Consigna
Prosigue el texto sobre la hipocresía política desde su última oración.

Fragmento seleccionado

══════════════════════════════

El SIDA, plaga espectacular y avasalladora de este agitado epílogo de siglo, tiene un equivalente en el plano político: la hipocresía, flagelo internacional que afecta a gobiernos, cancillerías, politólogos, buena parte de los mass media y hasta algunos filósofos e ideólogos del oportunismo. Ambas patologías son altamente contagiosas, pero su diferencia es sustancial: mientras los enfermos de SIDA enfrentan sin esperanza la inminencia de la muerte propia, los afectados de hipocresía terminal suelen encaminarse ansiosa y precipitadamente hacia el poder o tienden a consolidarse en él. ¿Por qué hipocresía terminal? Pues porque es la última ocasión para el doble juego. Tras esta mendacidad tan desenfadada, tan impúdica, sólo queda el abismo de la verdad. Tal vez no sea éste el fin de la historia, como quiere Fukuyama, pero sí puede que sea el fin de la hipocresía.

══════════════════════════════

Datos proporcionados
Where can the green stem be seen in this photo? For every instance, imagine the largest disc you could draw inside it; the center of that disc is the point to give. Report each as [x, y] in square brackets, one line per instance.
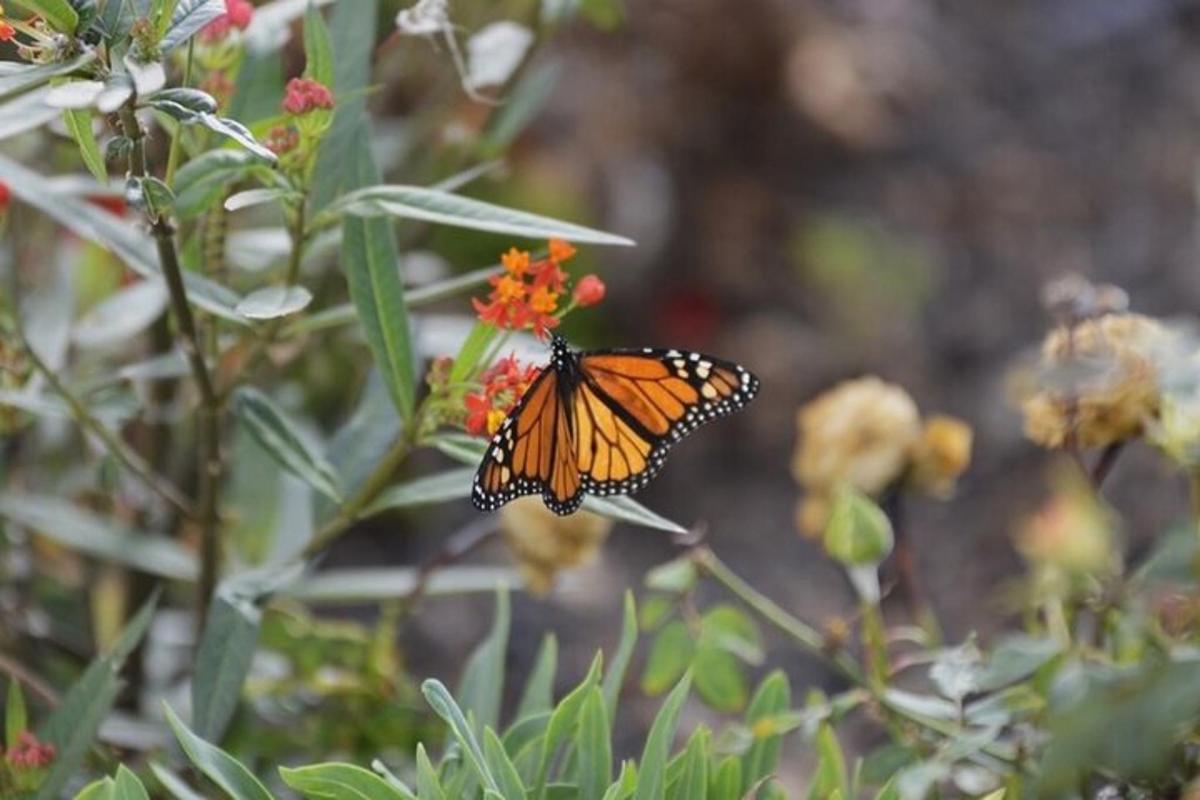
[803, 633]
[126, 456]
[376, 482]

══════════════════════════════

Respuesta obtenida
Derruido el muro de Berlín, disuelto el Pacto de Varsovia, abatidas las estatuas de Lenin, desmontada la URSS como unidad política, acorralada Cuba por tirios y troyanos, el mundo político se ha derechizado de un modo vertiginoso y sus sectores más retrógrados cantan victoria (por supuesto, en inglés). Curiosamente, al arrasar con los escrúpulos de imagen de los viejos conservadores, y sintiéndose ahora sí imbatibles de aquí a la eternidad, los vencedores de hoy, borrachos de soberbia, exhiben desembozadamente sus odios y vergüenzas. Arropados por una decisiva porción de los mass media, no les importa mostrar sus talones de Aquiles, convencidos de que ninguna postura crítica tendría hoy fuerza suficiente como para sacar partido de sus contradicciones y dobleces.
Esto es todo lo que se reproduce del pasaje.